Exclude the pictures, then restate exactly each line of the data below from the first through the line containing "Label a point on each instance of the white building".

Start of Block

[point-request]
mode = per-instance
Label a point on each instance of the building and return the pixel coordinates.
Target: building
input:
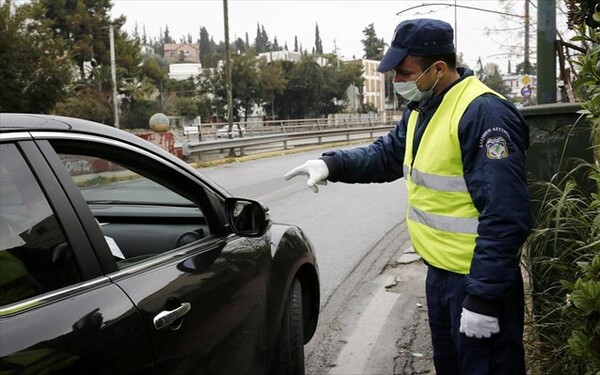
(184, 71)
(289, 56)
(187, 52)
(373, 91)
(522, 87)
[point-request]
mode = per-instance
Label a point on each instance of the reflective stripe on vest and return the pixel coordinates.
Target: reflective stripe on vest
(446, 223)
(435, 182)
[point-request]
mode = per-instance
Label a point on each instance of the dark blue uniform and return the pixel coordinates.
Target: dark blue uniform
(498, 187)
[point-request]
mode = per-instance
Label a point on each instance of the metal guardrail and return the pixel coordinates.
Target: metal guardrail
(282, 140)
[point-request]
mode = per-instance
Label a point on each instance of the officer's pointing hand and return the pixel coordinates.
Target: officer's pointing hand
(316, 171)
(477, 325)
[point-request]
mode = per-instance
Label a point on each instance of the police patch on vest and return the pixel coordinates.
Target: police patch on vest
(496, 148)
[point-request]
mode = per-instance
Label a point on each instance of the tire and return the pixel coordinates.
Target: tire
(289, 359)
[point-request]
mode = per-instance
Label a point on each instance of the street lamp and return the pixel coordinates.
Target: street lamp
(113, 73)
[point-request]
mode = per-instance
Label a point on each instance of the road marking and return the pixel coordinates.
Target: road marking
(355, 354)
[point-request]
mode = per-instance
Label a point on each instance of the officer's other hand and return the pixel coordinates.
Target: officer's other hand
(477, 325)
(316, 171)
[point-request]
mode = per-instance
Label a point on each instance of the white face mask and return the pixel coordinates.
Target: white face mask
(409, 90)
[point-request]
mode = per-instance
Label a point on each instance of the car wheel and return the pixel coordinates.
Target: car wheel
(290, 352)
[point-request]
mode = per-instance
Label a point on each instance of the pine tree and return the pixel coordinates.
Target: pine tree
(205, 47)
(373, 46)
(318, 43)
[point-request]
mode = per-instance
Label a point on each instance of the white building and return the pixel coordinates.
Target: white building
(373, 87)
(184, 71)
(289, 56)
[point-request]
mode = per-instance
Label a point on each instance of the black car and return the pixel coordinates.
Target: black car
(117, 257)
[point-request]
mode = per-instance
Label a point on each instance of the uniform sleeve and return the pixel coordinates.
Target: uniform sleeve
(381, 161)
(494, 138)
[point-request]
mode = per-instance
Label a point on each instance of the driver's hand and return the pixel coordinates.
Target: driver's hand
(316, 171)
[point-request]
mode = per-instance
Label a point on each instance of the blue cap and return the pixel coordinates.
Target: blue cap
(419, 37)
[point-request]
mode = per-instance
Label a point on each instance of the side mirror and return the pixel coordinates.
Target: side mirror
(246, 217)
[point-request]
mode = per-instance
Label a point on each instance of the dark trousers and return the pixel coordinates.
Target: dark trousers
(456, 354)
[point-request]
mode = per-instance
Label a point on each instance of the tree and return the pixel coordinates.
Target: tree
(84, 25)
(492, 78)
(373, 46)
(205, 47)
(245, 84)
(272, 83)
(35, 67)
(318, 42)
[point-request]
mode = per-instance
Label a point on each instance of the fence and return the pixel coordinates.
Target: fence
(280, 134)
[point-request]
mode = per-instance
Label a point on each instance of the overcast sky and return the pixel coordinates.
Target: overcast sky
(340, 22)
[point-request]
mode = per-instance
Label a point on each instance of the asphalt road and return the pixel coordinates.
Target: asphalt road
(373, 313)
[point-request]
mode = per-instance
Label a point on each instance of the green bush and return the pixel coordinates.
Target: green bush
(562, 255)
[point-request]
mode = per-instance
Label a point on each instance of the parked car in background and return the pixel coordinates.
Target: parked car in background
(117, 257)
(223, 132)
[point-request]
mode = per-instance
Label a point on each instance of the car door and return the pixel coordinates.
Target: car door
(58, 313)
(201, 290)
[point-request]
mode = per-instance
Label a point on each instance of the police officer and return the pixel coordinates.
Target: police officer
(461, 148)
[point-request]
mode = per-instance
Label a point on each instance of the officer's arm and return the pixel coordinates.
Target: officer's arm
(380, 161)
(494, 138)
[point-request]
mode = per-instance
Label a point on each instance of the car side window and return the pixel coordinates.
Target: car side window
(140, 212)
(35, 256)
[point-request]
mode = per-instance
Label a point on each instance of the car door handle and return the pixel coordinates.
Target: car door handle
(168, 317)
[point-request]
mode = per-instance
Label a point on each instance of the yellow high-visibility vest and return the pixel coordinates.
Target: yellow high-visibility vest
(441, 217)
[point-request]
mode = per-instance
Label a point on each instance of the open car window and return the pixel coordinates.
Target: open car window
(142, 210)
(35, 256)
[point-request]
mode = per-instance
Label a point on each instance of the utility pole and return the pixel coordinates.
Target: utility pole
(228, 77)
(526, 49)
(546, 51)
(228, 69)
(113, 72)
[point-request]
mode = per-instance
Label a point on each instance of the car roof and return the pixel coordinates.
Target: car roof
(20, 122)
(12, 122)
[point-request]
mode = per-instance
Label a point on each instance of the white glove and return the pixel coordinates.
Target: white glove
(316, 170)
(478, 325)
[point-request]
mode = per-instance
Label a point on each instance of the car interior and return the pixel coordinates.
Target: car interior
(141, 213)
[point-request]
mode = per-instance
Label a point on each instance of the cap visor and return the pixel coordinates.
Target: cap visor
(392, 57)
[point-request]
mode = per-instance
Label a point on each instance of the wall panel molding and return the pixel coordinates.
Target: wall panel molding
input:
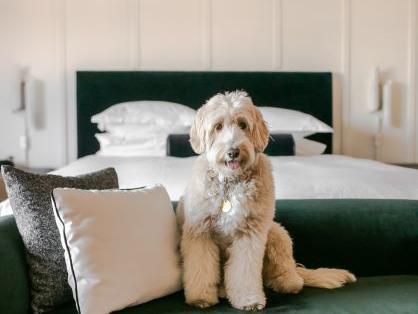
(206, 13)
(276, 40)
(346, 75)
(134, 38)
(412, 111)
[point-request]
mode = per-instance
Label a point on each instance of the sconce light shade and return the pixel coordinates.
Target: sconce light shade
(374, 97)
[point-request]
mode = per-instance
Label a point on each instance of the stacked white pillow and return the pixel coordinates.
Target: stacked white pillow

End of Block

_Written reply_.
[point-request]
mode = per-instance
Label a point on each instance of the building and return the pixel coordinates.
Target: building
input:
(184, 71)
(289, 56)
(187, 52)
(373, 91)
(522, 87)
[point-request]
mode = per-instance
Label a point on each instance of the reflective stripe on vest and return the pixel coordinates.
Target: reflective stripe on vest
(446, 223)
(435, 182)
[point-request]
mode = per-instance
Label a point on each instance of the dark blue uniform and return the pixel coordinates.
Target: dark blue uniform
(498, 187)
[point-request]
mode = per-instance
Label a point on each instance of the metal guardrail and return the pixel coordinates.
Target: metal guardrail
(282, 140)
[point-request]
mode = per-instance
Label a point on each instance of the officer's pointing hand and return the pixel coordinates.
Target: officer's pointing hand
(316, 171)
(477, 325)
[point-request]
mode = per-instance
Label a point on each instance of the police patch on vest and return the pixel coordinates.
Target: police patch on vest
(496, 148)
[point-request]
mode = per-instance
Label a point on each instance of the tire and return the pixel coordinates.
Target: tire
(289, 359)
[point-request]
mode = per-instance
Label a point on each instance of the street lamp and return the pixel coordinates.
Target: street lamp
(113, 73)
[point-request]
mode = per-instance
Label a point on each instance of the road marking and return the pixel coordinates.
Target: road marking
(355, 354)
[point-request]
mode = per-instance
Label a point on each instance of the officer's other hand and return the pixel coordinates.
Target: officer's other hand
(477, 325)
(316, 171)
[point-request]
mode = per-instance
Label a point on each instance of the white face mask and return the pixel coordinates.
Target: white face mask
(409, 90)
[point-request]
mode = per-instance
Label a point on each instance of the car wheel and return the pixel coordinates.
Target: car wheel
(290, 352)
[point-request]
mode = per-instance
Label a point on each instance of the pine tree and return the pixel coordinates.
Target: pine tree
(205, 47)
(373, 46)
(318, 43)
[point-request]
mode = per-instance
Label a point on each instance of the white building and return the pixel coordinates.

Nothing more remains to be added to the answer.